◆ ABOUT THIS EXERCISE ◆
Copy the entries out again in full.

-- Opening Marker --

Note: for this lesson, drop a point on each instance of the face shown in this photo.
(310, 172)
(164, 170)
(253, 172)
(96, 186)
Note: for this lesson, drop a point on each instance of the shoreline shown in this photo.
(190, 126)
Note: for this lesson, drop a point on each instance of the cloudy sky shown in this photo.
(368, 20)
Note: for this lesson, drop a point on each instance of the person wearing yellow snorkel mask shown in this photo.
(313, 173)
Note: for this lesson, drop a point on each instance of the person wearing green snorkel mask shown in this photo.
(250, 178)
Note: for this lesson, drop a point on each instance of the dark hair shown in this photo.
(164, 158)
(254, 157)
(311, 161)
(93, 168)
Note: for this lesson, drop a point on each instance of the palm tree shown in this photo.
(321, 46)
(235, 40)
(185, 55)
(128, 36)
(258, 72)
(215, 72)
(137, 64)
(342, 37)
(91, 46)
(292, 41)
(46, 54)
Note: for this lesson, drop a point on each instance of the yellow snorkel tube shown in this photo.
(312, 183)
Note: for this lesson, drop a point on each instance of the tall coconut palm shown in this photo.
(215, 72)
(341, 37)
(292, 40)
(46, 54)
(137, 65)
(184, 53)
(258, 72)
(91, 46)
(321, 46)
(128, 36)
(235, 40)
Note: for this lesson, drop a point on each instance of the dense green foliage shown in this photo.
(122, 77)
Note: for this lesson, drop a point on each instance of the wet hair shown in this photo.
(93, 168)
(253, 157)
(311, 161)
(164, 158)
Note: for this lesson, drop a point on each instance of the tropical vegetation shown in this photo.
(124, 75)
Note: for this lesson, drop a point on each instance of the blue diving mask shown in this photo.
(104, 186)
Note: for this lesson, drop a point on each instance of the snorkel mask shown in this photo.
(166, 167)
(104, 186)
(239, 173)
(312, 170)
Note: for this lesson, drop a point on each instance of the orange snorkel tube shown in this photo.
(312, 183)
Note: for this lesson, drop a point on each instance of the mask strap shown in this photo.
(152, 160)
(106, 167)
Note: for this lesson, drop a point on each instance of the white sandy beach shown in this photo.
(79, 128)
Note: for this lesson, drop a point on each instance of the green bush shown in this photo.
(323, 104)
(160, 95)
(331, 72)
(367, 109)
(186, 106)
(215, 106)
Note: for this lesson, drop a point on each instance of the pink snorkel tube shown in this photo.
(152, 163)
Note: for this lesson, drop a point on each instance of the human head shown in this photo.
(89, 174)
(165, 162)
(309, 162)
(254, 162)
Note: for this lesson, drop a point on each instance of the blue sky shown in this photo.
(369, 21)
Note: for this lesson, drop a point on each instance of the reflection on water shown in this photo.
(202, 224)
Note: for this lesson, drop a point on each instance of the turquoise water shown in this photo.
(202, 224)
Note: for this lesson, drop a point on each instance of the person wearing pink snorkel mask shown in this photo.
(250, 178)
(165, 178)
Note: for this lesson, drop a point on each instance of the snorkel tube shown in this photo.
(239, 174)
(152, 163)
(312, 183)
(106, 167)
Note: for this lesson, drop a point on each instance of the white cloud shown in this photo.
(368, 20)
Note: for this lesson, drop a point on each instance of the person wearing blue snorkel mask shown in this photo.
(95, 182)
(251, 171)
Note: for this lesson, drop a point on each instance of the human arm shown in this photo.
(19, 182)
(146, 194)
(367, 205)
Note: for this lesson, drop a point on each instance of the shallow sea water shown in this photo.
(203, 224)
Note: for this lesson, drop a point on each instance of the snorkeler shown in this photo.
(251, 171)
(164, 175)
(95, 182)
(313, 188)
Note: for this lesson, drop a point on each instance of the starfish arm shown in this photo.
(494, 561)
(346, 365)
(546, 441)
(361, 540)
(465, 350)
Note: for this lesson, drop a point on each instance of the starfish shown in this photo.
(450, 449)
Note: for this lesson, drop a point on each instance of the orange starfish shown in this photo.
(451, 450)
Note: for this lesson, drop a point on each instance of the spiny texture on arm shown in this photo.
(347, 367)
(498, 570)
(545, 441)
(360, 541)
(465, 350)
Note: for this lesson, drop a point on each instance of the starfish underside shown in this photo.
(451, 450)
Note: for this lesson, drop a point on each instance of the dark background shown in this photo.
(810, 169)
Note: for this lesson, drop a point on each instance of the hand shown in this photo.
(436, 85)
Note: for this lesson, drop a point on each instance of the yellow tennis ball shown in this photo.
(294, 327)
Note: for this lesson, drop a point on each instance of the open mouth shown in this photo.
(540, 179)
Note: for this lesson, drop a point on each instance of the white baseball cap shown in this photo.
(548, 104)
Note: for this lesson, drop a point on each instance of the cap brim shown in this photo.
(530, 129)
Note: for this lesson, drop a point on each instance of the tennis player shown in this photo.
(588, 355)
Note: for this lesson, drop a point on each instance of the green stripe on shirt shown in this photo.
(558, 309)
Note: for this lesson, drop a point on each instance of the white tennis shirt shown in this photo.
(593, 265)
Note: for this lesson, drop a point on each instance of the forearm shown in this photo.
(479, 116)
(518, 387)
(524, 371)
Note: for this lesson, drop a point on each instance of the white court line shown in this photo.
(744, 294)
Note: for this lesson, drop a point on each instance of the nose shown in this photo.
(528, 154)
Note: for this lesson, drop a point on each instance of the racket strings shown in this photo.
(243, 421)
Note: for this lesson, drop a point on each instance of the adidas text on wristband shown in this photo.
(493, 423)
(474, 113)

-- Closing Marker --

◆ WRITTEN RESPONSE ◆
Note: for this lesson, drop a point on each instance of the face shown in this photo.
(310, 172)
(164, 170)
(253, 172)
(96, 186)
Note: for this lesson, drop a point on each instance of the shoreline shown in this photo.
(190, 126)
Note: for this lesson, drop a point on each instance of the cloudy sky shown in this photo.
(368, 20)
Note: for this lesson, drop a point on each instance of the person wearing yellow snorkel mask shown in this photo.
(313, 173)
Note: for this lesson, drop a point on each instance of the person wearing green snorkel mask shown in this photo.
(250, 178)
Note: for this lesson, drop a point on each instance of the dark hair shown in this photo.
(164, 158)
(254, 157)
(311, 161)
(93, 168)
Note: for this lesson, drop a point on each instance of the palm tree shown in this photo.
(321, 46)
(235, 40)
(185, 55)
(128, 36)
(258, 72)
(215, 72)
(137, 64)
(342, 37)
(91, 46)
(292, 41)
(46, 54)
Note: for this lesson, drop a point on each instance of the yellow snorkel tube shown in this photo.
(312, 183)
Note: for this lesson, drop a point on each instance of the tall coconut palm shown in this photo.
(215, 72)
(341, 37)
(292, 40)
(46, 54)
(137, 65)
(184, 53)
(258, 72)
(91, 46)
(321, 46)
(128, 36)
(235, 40)
Note: for this lesson, drop a point on each instance of the dense green foliage shown in this photo.
(122, 77)
Note: for this lesson, drop a point on each instance of the wet hair shown in this photo.
(93, 168)
(253, 157)
(311, 161)
(164, 158)
Note: for this lesson, drop a point on each instance of the tropical vegetation shown in this photo.
(124, 75)
Note: for this lesson, drop a point on each instance of the blue diving mask shown in this photo.
(104, 186)
Note: for this lesson, drop a point on each instance of the snorkel mask shown in this photo.
(166, 167)
(104, 186)
(239, 173)
(312, 170)
Note: for this lesson, drop a point on each instance of the orange snorkel tube shown in this photo.
(312, 183)
Note: for this lesson, drop a point on each instance of the mask strap shown in this photo.
(152, 160)
(106, 167)
Note: for this lesson, drop a point on each instance of the white sandy beach shown in this photo.
(79, 128)
Note: for this lesson, drop a point on each instance of the green bush shown in this photo.
(323, 104)
(160, 95)
(331, 72)
(367, 109)
(186, 106)
(215, 106)
Note: for this lesson, drop a point on each instance of the pink snorkel tube shown in this photo.
(152, 163)
Note: for this lesson, drop a point on each instance of the human head shown in this photo.
(89, 174)
(165, 162)
(309, 162)
(254, 162)
Note: for this lesson, drop a point on each instance of the blue sky shown in this photo.
(369, 21)
Note: for this lesson, drop a point on each instance of the reflection on water shown in this photo.
(202, 224)
Note: for this lesson, drop a point on each instance of the turquoise water shown in this photo.
(202, 224)
Note: for this lesson, drop a point on each instance of the person wearing pink snorkel mask shown in this photo.
(250, 178)
(165, 178)
Note: for this lesson, drop a point on each instance of the snorkel tube shown in this photo.
(239, 174)
(152, 163)
(312, 183)
(106, 167)
Note: for this lesson, drop a point on each instance of the white cloud shown in this photo.
(368, 20)
Note: for this lesson, drop a point on each instance of the person wearing blue snorkel mask shown in this photo.
(95, 182)
(251, 171)
Note: for this lesson, drop a point on each instance of the human arm shown in this photo.
(19, 182)
(146, 194)
(367, 205)
Note: for this lesson, drop a point on each instance of the shallow sea water shown in this photo.
(203, 224)
Note: for this lesson, drop a point on each instance of the snorkeler shown in this photo.
(251, 171)
(164, 175)
(95, 182)
(313, 188)
Note: for this lesson, drop a point on each instance of the starfish arm shown in this photo.
(494, 561)
(346, 365)
(546, 441)
(361, 540)
(465, 350)
Note: for this lesson, drop a point on each instance of the starfish shown in this photo.
(450, 449)
Note: for this lesson, drop a point on each instance of the orange starfish shown in this photo.
(451, 450)
Note: for this lesson, drop a point on each instance of the spiny texture on arm shown in this photo.
(347, 367)
(498, 570)
(545, 441)
(360, 541)
(465, 350)
Note: for this lesson, drop a point on each instance of the starfish underside shown in this photo.
(451, 450)
Note: for this lesson, drop a point on each instance of the dark background shown in this photo.
(810, 169)
Note: for this lesson, drop a point on each instance of the hand shown in this photo.
(436, 85)
Note: for this lesson, drop a point on each instance of the yellow tennis ball shown in this photo.
(294, 327)
Note: for this lesson, drop a point on each instance of the open mouth shown in this photo.
(540, 179)
Note: for this lesson, drop a point on each instance of the white baseball cap shown in this photo.
(548, 104)
Note: for this lesson, drop a point on each instance of the cap brim shown in this photo.
(530, 129)
Note: for this lesson, drop a point on each instance of the tennis player shown in this photo.
(588, 355)
Note: for this lesson, drop a point on each instance of the green stripe on shirt shown in this photo.
(558, 309)
Note: for this lesson, drop a point on each instance of the white tennis shirt shown in this photo.
(593, 265)
Note: for this lesson, drop a point on each instance of the forearm shown in this photo.
(479, 116)
(518, 387)
(524, 371)
Note: for this lesson, drop a point on each instance of the white court line shown in this photo.
(744, 294)
Note: for this lesson, drop a point on each instance of the nose shown in this photo.
(528, 154)
Note: for this lesson, drop a point on each instance of the racket strings shown in this photo.
(243, 421)
Note: for this lesson, drop a point on each instance of the adidas text on wristband shown in this photo.
(493, 423)
(474, 113)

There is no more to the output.